## Problem statement
Everything from the line with "Task: in the photo above, where can the rock" to the end of the data should be restated word for word, and nothing before it.

## Data extract
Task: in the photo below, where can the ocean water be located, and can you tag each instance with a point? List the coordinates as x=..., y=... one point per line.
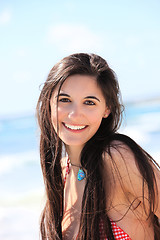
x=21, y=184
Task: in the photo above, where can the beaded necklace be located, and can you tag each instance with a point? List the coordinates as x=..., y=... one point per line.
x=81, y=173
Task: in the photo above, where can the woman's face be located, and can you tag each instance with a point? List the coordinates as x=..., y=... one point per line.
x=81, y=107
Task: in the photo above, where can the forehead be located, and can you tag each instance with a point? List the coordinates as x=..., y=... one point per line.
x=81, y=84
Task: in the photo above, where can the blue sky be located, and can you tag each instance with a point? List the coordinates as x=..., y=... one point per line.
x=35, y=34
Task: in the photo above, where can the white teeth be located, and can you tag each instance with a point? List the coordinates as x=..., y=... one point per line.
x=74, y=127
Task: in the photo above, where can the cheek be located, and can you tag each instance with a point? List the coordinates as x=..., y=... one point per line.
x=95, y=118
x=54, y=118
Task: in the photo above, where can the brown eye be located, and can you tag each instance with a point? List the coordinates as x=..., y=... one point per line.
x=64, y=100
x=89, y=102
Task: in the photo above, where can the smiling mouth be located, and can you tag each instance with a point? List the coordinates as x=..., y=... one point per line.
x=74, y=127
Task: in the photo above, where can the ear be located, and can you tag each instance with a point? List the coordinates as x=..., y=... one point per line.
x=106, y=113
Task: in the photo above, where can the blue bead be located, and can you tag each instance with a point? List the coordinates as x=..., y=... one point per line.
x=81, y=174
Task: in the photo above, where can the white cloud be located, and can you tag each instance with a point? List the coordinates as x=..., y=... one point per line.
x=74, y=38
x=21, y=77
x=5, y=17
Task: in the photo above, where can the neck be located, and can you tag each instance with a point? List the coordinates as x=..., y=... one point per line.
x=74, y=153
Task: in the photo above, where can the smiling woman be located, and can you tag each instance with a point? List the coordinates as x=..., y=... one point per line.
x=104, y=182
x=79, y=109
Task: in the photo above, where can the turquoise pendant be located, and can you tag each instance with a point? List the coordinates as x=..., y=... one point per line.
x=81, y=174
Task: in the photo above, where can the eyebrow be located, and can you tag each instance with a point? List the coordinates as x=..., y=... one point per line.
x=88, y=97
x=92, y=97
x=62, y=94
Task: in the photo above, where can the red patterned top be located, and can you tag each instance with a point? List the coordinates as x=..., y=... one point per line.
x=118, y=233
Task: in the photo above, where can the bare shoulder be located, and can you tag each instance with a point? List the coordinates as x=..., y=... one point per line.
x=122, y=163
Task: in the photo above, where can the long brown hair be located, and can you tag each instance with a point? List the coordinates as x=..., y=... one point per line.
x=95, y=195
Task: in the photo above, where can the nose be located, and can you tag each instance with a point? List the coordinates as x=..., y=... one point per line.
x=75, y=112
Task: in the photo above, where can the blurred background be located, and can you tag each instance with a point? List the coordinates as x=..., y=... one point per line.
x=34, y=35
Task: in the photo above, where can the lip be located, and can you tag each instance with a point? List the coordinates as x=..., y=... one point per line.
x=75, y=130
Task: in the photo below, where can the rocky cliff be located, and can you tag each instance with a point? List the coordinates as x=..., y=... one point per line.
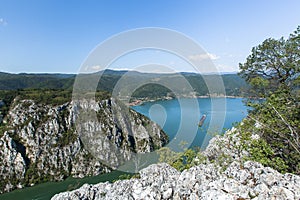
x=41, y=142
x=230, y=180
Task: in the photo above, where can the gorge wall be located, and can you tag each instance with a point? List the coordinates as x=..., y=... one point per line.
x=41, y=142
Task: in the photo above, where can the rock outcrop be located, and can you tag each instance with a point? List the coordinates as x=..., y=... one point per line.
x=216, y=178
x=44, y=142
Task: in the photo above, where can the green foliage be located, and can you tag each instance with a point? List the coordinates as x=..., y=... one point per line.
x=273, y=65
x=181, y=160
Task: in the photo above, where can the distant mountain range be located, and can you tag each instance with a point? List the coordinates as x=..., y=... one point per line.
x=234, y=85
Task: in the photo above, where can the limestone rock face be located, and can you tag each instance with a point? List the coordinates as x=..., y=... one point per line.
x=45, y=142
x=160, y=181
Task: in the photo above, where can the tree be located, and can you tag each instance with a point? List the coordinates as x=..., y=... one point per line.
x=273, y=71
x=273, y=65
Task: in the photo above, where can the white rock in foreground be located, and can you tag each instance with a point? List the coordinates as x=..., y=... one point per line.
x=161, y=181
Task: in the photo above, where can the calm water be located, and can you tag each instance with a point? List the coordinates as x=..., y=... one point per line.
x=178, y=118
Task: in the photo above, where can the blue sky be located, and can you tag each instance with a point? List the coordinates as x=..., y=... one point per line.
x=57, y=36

## Worked solution
Task: in the photo above, where can the rock outcrop be located, and can you tag each instance with a point? List the coordinates as x=..., y=... one point per line.
x=216, y=178
x=44, y=142
Task: in the photo above, where can the green foliage be located, and can you tag each instance with a point? List the coordinates as x=..., y=... one point per line.
x=273, y=65
x=181, y=160
Task: in the photo above, where can the distant mountain range be located, and can you tag each instance with a point? List the coordinates as x=..., y=... one point per line.
x=234, y=85
Task: in the photo above, where can the limestone rock face be located, and can you tag each instance with a point? List the coordinates as x=..., y=... one point per line.
x=45, y=142
x=160, y=181
Task: in the photo above, where can the tree be located, and can you tag each instance with a point? List the coordinates as x=..., y=... one point per line.
x=273, y=71
x=273, y=65
Task: in the photo above, where can the white rock in foreground be located, and can you tag each instance with a point? List the coordinates as x=..., y=... one point per line.
x=161, y=181
Task: in the photo above, where can the calm water be located, and can you tag each instance with a point? List the coordinates as x=..., y=... one point per line.
x=178, y=118
Task: in the photo above, where can the blue sky be located, and can you tag each instance with a point? List the coordinates as x=..., y=... one point per line.
x=57, y=36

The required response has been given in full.